__Extrait du texte__:
JONQUET Thierry, La Vigie, Paris, Flammarion, 2013 (1998), 125 pages.
Quel étrange ouvrage : ce n’est ni vraiment un roman, ni vraiment une nouvelle. Utilisé dans une collection jeunesse, il offre une couverture qui relie le titre directement à la Première Guerre mondiale. Mais quelle est vraiment la place de ce conflit et quelle image en est donnée au public collégien auquel se destine cette collection ?
Le récit tourne autour de la figure de Laheurtière, un ancien combattant de la Première Guerre mondiale. Observateur de ses contemporains, il cache un secret. Sa mort la veille du 11 novembre 1995 est reliée à une série de drames qui se déroulent le 14 novembre suivant. Marcel, un autre ancien combattant, casque bleu en Bosnie grièvement blessé, mène involontairement l’enquête et dénoue l’énigme offerte au lecteur qui relie deux époques.

__À faire__:
**A.** Répondez à ces questions sur l'extrait consacré à La Vigie :
(i) Combien de pages compte l'ouvrage ?
(ii) Quand Laheurtière meurt-il ?
(iii) Dans quel pays Marcel a-t-il été grièvement blessé ?
**B.** Recopiez tel quel le passage de l'extrait sur La Vigie qui commence par les mots contenant « JONQUET Thierry, La » et se termine par « cette collection ? ».

__Données fournies__:
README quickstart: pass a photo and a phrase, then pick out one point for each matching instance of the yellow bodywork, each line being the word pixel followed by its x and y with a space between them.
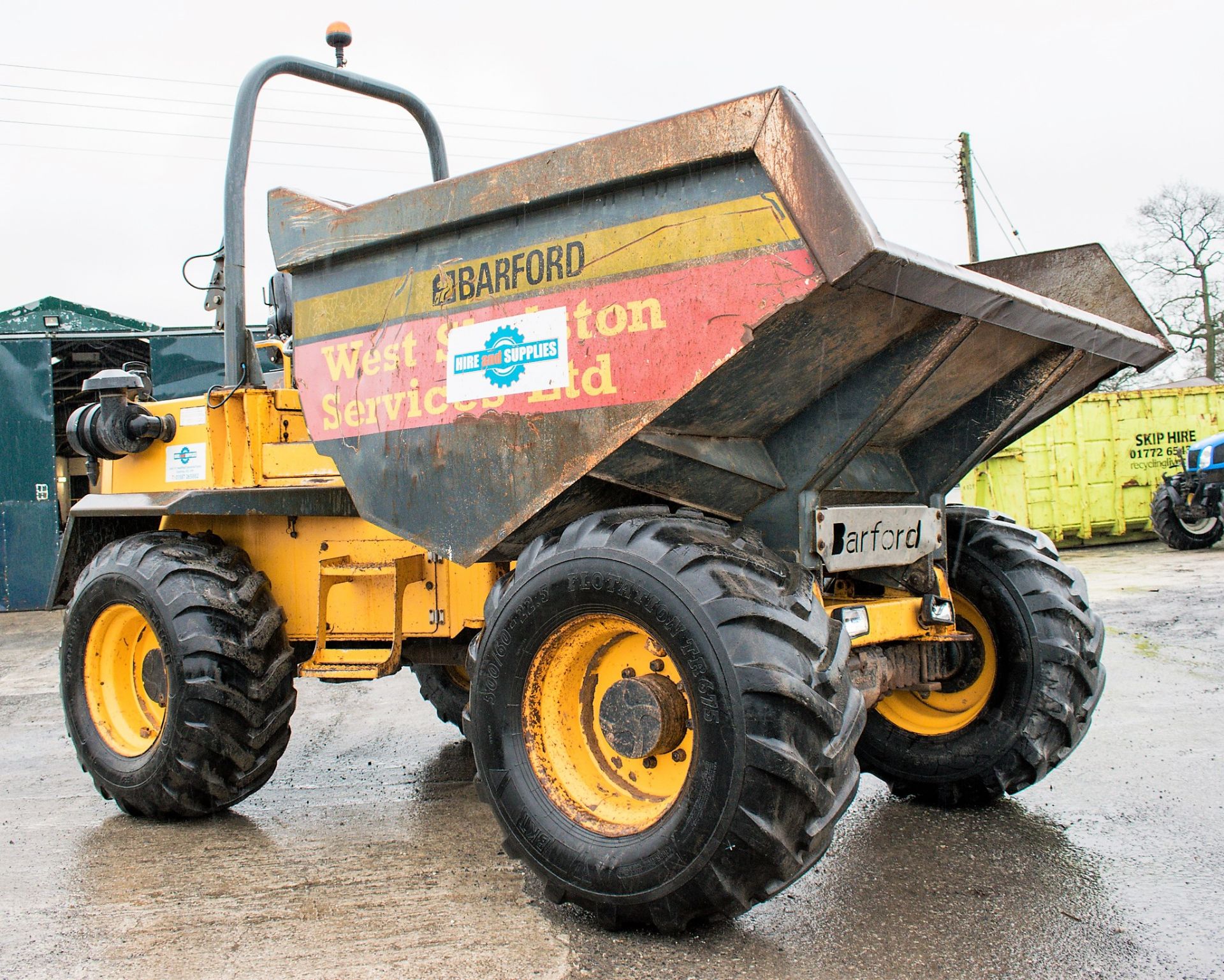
pixel 894 616
pixel 340 580
pixel 939 712
pixel 353 589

__Les résultats__:
**A.**
(i) 125 pages.
(ii) La veille du 11 novembre 1995.
(iii) En Bosnie.

**B.**
JONQUET Thierry, La Vigie, Paris, Flammarion, 2013 (1998), 125 pages.
Quel étrange ouvrage : ce n’est ni vraiment un roman, ni vraiment une nouvelle. Utilisé dans une collection jeunesse, il offre une couverture qui relie le titre directement à la Première Guerre mondiale. Mais quelle est vraiment la place de ce conflit et quelle image en est donnée au public collégien auquel se destine cette collection ?